(Data excerpts Opens)

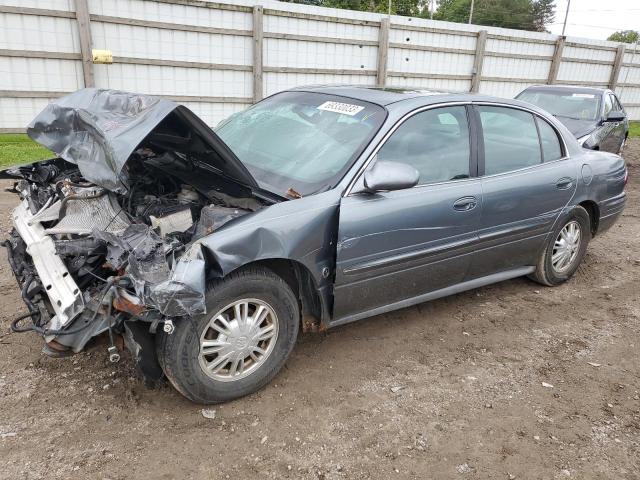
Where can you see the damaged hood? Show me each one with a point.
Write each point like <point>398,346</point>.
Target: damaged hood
<point>98,129</point>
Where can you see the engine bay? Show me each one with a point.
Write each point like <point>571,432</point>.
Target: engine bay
<point>87,259</point>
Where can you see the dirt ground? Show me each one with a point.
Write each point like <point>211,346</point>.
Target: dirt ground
<point>511,381</point>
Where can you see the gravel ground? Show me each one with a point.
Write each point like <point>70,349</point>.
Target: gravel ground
<point>511,381</point>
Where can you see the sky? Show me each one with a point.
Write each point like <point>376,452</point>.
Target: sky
<point>596,18</point>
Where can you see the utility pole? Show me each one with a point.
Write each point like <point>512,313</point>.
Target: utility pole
<point>566,15</point>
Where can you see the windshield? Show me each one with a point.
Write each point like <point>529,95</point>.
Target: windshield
<point>579,106</point>
<point>299,142</point>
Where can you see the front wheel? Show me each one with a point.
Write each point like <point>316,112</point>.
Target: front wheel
<point>565,249</point>
<point>239,345</point>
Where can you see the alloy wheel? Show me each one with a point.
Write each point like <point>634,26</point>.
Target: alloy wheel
<point>566,247</point>
<point>238,339</point>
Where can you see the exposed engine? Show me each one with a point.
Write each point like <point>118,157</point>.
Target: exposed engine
<point>88,259</point>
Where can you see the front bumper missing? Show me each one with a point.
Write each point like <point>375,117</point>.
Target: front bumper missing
<point>65,296</point>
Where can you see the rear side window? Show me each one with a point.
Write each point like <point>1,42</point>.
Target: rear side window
<point>551,149</point>
<point>608,104</point>
<point>435,142</point>
<point>617,104</point>
<point>510,139</point>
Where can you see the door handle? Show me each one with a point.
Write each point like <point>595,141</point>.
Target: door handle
<point>564,183</point>
<point>465,204</point>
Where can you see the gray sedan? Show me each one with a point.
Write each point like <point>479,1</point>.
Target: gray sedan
<point>594,116</point>
<point>316,207</point>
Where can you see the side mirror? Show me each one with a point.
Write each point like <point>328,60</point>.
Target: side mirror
<point>386,176</point>
<point>615,116</point>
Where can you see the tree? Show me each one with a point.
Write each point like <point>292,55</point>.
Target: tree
<point>624,36</point>
<point>518,14</point>
<point>544,12</point>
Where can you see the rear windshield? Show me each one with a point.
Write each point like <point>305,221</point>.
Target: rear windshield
<point>575,105</point>
<point>299,140</point>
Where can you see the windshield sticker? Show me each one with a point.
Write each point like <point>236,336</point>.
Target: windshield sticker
<point>343,108</point>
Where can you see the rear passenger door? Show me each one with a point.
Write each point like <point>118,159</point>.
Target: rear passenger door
<point>526,182</point>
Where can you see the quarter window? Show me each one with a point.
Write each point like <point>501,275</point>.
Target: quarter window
<point>435,142</point>
<point>551,149</point>
<point>510,139</point>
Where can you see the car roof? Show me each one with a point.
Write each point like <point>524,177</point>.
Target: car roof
<point>568,88</point>
<point>384,96</point>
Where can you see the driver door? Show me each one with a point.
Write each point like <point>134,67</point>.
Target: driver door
<point>395,246</point>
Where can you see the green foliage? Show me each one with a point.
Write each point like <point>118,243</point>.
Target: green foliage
<point>409,8</point>
<point>18,148</point>
<point>518,14</point>
<point>624,36</point>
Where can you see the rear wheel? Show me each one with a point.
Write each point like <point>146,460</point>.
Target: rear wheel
<point>565,249</point>
<point>239,345</point>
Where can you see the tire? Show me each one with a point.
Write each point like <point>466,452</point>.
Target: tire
<point>186,366</point>
<point>551,275</point>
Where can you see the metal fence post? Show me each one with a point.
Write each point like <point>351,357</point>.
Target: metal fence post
<point>476,74</point>
<point>617,65</point>
<point>556,60</point>
<point>258,34</point>
<point>84,29</point>
<point>383,52</point>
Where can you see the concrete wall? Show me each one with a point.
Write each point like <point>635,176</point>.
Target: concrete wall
<point>219,58</point>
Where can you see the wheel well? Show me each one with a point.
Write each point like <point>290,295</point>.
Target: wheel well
<point>304,287</point>
<point>594,214</point>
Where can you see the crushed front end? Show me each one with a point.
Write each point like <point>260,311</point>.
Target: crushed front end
<point>106,237</point>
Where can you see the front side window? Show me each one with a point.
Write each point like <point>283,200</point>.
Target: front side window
<point>435,142</point>
<point>616,104</point>
<point>510,139</point>
<point>549,141</point>
<point>608,104</point>
<point>301,141</point>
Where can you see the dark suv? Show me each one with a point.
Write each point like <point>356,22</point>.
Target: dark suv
<point>595,116</point>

(Data excerpts Closes)

▶ [What is expected]: In the entries above, the lines from the one bearing "Target: alloy wheel" up to and including the one bearing "Where can you see the front bumper" should be transcribed exactly; no other line is wanted.

▶ [Exercise output]:
Target: alloy wheel
<point>566,247</point>
<point>238,339</point>
Where can you see the exposed engine? Show me each one with a point.
Write each point like <point>118,157</point>.
Target: exposed engine
<point>88,259</point>
Where can you see the front bumper missing? Show me each one with a point.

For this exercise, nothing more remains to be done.